■ **EXCERPT PROVIDED**:
────────────────────
A. I think this is typical of the veracity of their reports. We lost two aircraft, as I reported to you yesterday. One, an A‐4, which is a jet attack aircraft—naval aircraft—and the other an A‐1, which is a propeller driven naval aircraft, both operating off the carriers Ticonderoga and Constellation. In addition, there was minor damage to two other aircraft, both of which have returned safely.


Q. Do you have any information over the last four days that would indicate the Chinese Communists made any military effort to assist or respond to assist the North Vietnamese to respond to our attacks?

A. No, I have no information that the Communist Chinese in any way assisted the North Vietnamese in their attacks on our vessels. I think it's probable that the Communist Chinese will introduce some combat aircraft into North Vietnam in support of them. As I told you before, North Vietnam does not possess any combat aircraft of its own.

Q. Mr. Secretary, you say you think it's highly probable. Does that mean that you already have an indication—

A. No. No, I have no indication of it, but I would think that that would be a likely response.

Q. Mr. Secretary, have you had any word one way or another that there has been a third incident of any kind as claimed by Radio Hanoi?

A. No, we have no indication of any third incident. There have been no attacks or hostile actions directed toward our vessels operating in the gulf. I explained to you yesterday that our routine patrol is functioning in this area, moving south.

We have two carriers—the Ticonderoga and the Constellation—in approximately this position. They in turn are escorted by destroyers. There have been no attacks or reported attacks nor attempted attacks at any of the vessels operating in that area.


Q. Have there been any incidents that you know of involving the South Vietnamese vessels and the North Vietnamese?

A. No, none that I know of, although I think that I should mention to you the South Vietnamese naval patrol activities that are carried on to prevent in the infiltration of men and materiel from the North into the South.

In the last seven months of 1961, for example, about 1,400 men were infiltrated across the 17th parallel from North Vietnam into South Vietnam. To prevent further infiltrations of that kind, the South Vietnamese with our assistance have set up a naval patrol which is very active in that area which continues to inspect and examine junks and their personnel. In one eight‐month period that I can recall they discovered 140 Viet Cong infiltrators.

Q. Mr. Secretary, there have been reports about considerable troop movements by US aircraft in South Vietnam to the 17th parallel. Could you give us an assessment about those?
────────────────────
■ **DATASET CONTENT**:

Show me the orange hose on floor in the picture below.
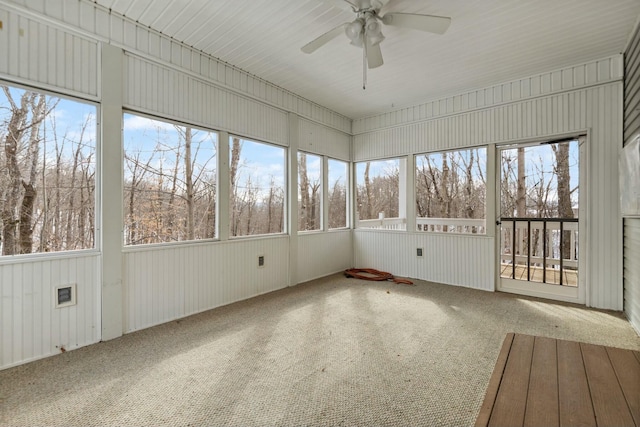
────────────────────
■ **TASKS FOR THIS EXERCISE**:
1. According to the briefing transcript, about how many men were infiltrated across the 17th parallel from North Vietnam into South Vietnam in the last seven months of 1961?
2. Please give the part of the briefing transcript that begins at the words "We have two" and stops after "into the South." again, switching "destroyers" to "frigates".
3. List each distinct number written in digits in the briefing transcript, leaving out the aircraft designations A‐4 and A‐1.

■ **OUTPUTS BY TASK**:
1. About 1,400 men.

2.
We have two carriers—the Ticonderoga and the Constellation—in approximately this position. They in turn are escorted by frigates. There have been no attacks or reported attacks nor attempted attacks at any of the vessels operating in that area.


Q. Have there been any incidents that you know of involving the South Vietnamese vessels and the North Vietnamese?

A. No, none that I know of, although I think that I should mention to you the South Vietnamese naval patrol activities that are carried on to prevent in the infiltration of men and materiel from the North into the South.

3. 1961, 1,400, 17th, 140